[Items listed in a dataset]
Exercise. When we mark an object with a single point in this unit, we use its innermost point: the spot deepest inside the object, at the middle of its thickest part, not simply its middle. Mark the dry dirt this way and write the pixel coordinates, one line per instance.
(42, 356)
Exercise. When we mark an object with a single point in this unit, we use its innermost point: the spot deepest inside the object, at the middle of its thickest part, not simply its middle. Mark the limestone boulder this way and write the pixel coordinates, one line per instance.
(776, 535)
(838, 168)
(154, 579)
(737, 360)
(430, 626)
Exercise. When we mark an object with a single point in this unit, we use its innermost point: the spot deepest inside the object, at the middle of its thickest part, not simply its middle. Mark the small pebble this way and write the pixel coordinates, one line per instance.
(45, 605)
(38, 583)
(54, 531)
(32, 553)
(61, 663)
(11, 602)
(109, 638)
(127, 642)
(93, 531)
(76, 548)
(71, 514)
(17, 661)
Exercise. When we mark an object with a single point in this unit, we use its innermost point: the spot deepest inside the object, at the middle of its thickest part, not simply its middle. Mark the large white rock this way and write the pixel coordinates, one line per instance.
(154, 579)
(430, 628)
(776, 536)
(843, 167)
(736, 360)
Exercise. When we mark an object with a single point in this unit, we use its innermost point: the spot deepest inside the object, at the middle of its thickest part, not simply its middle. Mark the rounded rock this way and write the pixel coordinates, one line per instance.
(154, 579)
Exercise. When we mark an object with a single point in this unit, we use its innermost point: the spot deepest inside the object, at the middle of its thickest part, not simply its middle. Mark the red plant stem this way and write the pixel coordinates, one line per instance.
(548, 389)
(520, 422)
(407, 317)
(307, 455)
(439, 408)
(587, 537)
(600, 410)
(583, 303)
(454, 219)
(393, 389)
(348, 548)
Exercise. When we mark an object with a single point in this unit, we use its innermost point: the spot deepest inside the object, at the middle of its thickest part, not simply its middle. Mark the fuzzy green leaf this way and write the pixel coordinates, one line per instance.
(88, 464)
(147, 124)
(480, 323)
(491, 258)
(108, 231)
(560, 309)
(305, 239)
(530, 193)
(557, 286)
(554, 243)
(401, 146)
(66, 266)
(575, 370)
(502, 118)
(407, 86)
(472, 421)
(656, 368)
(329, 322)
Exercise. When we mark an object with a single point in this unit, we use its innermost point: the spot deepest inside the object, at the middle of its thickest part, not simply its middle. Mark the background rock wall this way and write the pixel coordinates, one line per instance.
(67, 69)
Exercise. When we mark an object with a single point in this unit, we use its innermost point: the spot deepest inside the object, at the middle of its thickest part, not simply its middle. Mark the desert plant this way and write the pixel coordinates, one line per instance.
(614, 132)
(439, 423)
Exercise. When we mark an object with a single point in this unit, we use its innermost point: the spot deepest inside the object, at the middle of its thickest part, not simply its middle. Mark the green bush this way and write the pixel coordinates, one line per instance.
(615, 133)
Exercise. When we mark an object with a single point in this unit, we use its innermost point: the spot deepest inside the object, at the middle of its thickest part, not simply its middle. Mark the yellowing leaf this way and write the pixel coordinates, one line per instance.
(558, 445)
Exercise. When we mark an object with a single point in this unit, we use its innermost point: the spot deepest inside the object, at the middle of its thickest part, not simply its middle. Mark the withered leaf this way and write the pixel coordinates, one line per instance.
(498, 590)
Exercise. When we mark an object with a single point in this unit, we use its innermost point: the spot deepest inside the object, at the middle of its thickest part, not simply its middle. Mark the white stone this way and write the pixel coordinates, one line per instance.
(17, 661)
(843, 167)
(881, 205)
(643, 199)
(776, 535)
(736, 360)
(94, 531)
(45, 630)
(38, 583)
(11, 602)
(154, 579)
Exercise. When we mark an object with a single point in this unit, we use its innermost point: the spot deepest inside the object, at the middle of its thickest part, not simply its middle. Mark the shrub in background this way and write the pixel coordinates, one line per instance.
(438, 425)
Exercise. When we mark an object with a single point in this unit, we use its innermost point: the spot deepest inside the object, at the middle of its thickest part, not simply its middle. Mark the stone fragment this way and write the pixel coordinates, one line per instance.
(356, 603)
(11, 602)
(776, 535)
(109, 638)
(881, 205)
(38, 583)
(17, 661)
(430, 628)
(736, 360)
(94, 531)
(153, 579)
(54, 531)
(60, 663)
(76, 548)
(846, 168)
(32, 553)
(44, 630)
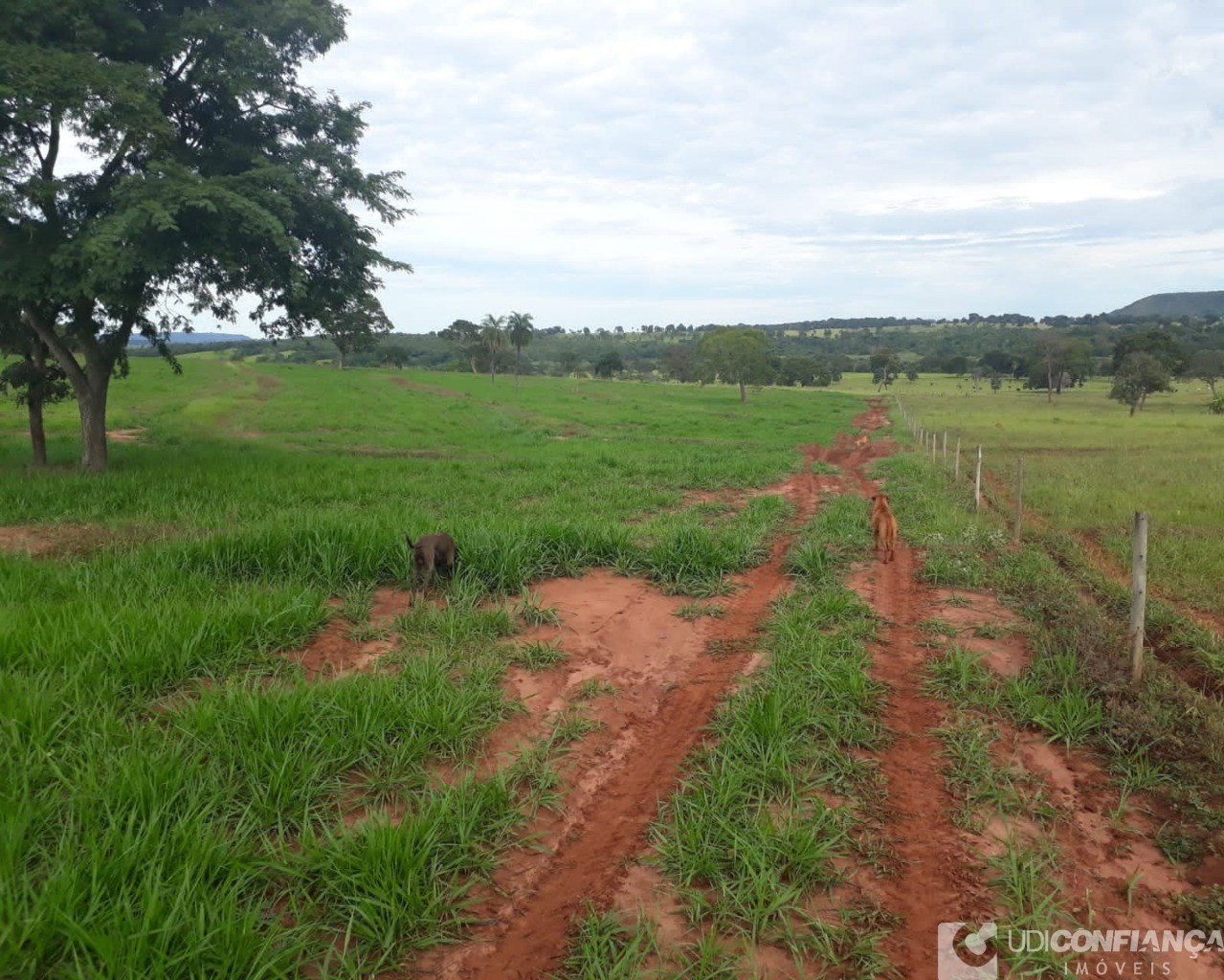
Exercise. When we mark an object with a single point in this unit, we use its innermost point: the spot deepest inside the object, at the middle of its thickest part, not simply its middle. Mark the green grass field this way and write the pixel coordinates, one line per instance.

■ Work required ■
Please transcribe the material above exactly as written. Leave the pictures out.

■ Written solution ■
Exercise. When we mark an object with a single point in this unit, we use its innermost point: the spot deepest inside the object, at the middle of its thickest part, not simply its middle. Mark the dry dirt this way and write the pixel coordinates, one line per instance.
(42, 356)
Exercise. When we mark an object with a single point in this unit, we use its innermost point: the spot deepest inside the object, at the middle of its thickest part, not simply its middle. Mark the limestone boulder this way and write the pixel coordinates, one line per instance.
(776, 535)
(838, 168)
(154, 579)
(737, 360)
(430, 626)
Exercise. When we mark an object with a single point in this unit, we use its innermost point: the spot deepest inside the object, at the middle of its thickest part, not simply its middle. Mark the small pebble this way and write the pixel coordinates, one line per instance.
(45, 605)
(38, 583)
(54, 531)
(32, 553)
(61, 663)
(11, 602)
(109, 638)
(127, 642)
(93, 531)
(76, 548)
(71, 514)
(17, 661)
Exercise. When we mark an object with a single point in this unit, we use its innermost point: the spot deepest inside the object, at the middle of its thickest part, not simply its middle. Mark the large white rock this way and write the pixel coordinates, one line per instance.
(154, 579)
(430, 628)
(776, 536)
(843, 167)
(736, 360)
Exercise. When we mark an object with a single point in this unit, we use its innermost point: the spot deepest inside the object, at the middle of its thickest part, not simply its middle. Mark the rounded rock this way and write the pixel coordinates, one line per instance.
(154, 579)
Exercise. When we mark an object with a single point in this unit, we use its innermost point: the spot deepest inside the object, at the middle of its thickest part, not simply its middle. Mark the red plant stem this way and write the pixel coordinates, one line per instance.
(548, 389)
(520, 422)
(407, 317)
(307, 455)
(439, 408)
(587, 537)
(600, 410)
(583, 303)
(454, 219)
(393, 389)
(348, 548)
Exercise. When we mark an object with a single point in this unit, we use its innermost point: the spot deepest inside the object, at the middle of its thickest part, not simply its middle. Mark the fuzzy green leaf this way and write the pixel coordinates, one line per instance.
(88, 464)
(147, 124)
(480, 323)
(491, 258)
(108, 231)
(560, 309)
(305, 239)
(530, 193)
(557, 286)
(554, 243)
(401, 146)
(66, 266)
(575, 370)
(502, 118)
(407, 86)
(472, 421)
(656, 368)
(329, 322)
Exercise. When we mark an object with a single point in this unit, we use its innermost point: the spot deepest inside the object, at the middle of its thickest part, not simply its middle. Mark the background rock wall this way and write the pixel coordinates, one line per instance.
(67, 69)
Exercise. When we mark an object with a single point in this unit, we use its innermost point: the spot deepest inside the object, at the middle of its thickest part, not simply its middle. Mark the desert plant this way and write the pixel coordinates, one line per instance.
(614, 132)
(439, 423)
Exercise. When we mark an object with a single point in this unit, we use its innermost point: the spot deepest inside the object, at the middle of its thickest part, not simply its middle. Mark the green bush this way and write the pixel coordinates, one line per instance.
(615, 133)
Exercise. When we mark an object with a single point in this unit, we use its innermost point: the spot deepest inside the object, at the middle of its thickest part, not simply its middle. Mark the yellowing leaf this way and write the pixel coordinates, one line per instance.
(558, 445)
Exercise. When we mark an object with a single point in this unit, we use its innermost point: the spot deepest inside the object, at the middle of its thickest part, not simply its middle. Mark the withered leaf this way and write the pixel coordinates, one line per instance.
(498, 590)
Exercise. When we mark an object with a single point in this unit, we use its innermost point: the spot deepest inside the object, at the middle of its thickest part, not simply its middle. Mark the white stone this way and write the pixel coordinates, one line per instance.
(17, 661)
(843, 167)
(881, 205)
(643, 199)
(776, 535)
(736, 360)
(94, 531)
(45, 630)
(38, 583)
(11, 602)
(154, 579)
Exercise. When we mark an object with a single point in this unit, we use its innermost point: the spot deepest inside the object, at the middle of its thickest part, not simply its middle. Mark the shrub in background this way and write the pixel coordinates, one line per instance.
(438, 425)
Exercise. When we mark an object with a single point in this unit, we use its innermost point: the spot deepest inside the object, at the middle of its thickest part, not simply its middle. Mark the stone fragment this way and write the pixel coordinates, one line per instance.
(356, 603)
(11, 602)
(776, 535)
(109, 638)
(881, 205)
(38, 583)
(17, 661)
(430, 628)
(736, 360)
(94, 531)
(153, 579)
(54, 531)
(60, 663)
(76, 548)
(846, 168)
(32, 553)
(44, 630)
Exercise. When we mark an object with a single point in this unit, we use its innermost point: the spot deepest inside the object, at the middle of its thickest part, not simply its middle. Mark the green grass field this way and write the pixel coordinates, one line per instance.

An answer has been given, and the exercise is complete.